TEXT SHOWN
┄┄┄┄┄┄┄┄┄┄┄┄┄┄┄┄┄┄┄┄
The White House on Friday denied it was trying to smooth over frayed bilateral ties with Riyadh when a recent US government request granted immunity to Saudi Crown Prince Mohammed bin Salman over the 2018 murder of journalist Jamal Khashoggi.
“This legal decision has absolutely nothing to do with the matter itself,” said White House national security spokesman John Kirby, referring to Khashoggi’s fiancé Hatice Cengiz’s civil lawsuit against the crown prince and other Saudis.
Furthermore, the determination has “absolutely nothing to do with bilateral relations with Saudi Arabia, which, as you know, are strained right now,” he said, citing Riyadh’s recent support for the OPEC cartel’s slump in oil production, which angered Washington .
President Joe Biden “was very, very clear, very vocal about the brutal and barbaric murder of Mr. Khashoggi,” Kirby said.
┄┄┄┄┄┄┄┄┄┄┄┄┄┄┄┄┄┄┄┄
GOAL 1
In the report on the Khashoggi immunity decision, whom does Kirby name as the plaintiff in the civil lawsuit against the crown prince?

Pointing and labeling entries
┄┄┄┄┄┄┄┄┄┄┄┄┄┄┄┄┄┄┄┄
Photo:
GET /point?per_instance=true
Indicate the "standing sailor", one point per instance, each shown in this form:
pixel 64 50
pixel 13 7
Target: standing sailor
┄┄┄┄┄┄┄┄┄┄┄┄┄┄┄┄┄┄┄┄
GOAL 2
Output every line of the listing as a Markdown table with the columns Row and Line, numbering the rows and leaving out blank lines.

COMPLETE ANSWER 1
Hatice Cengiz, Khashoggi's fiancé.

COMPLETE ANSWER 2
| Row | Line |
|---|---|
| 1 | Photo: |
| 2 | GET /point?per_instance=true |
| 3 | Indicate the "standing sailor", one point per instance, each shown in this form: |
| 4 | pixel 64 50 |
| 5 | pixel 13 7 |
| 6 | Target: standing sailor |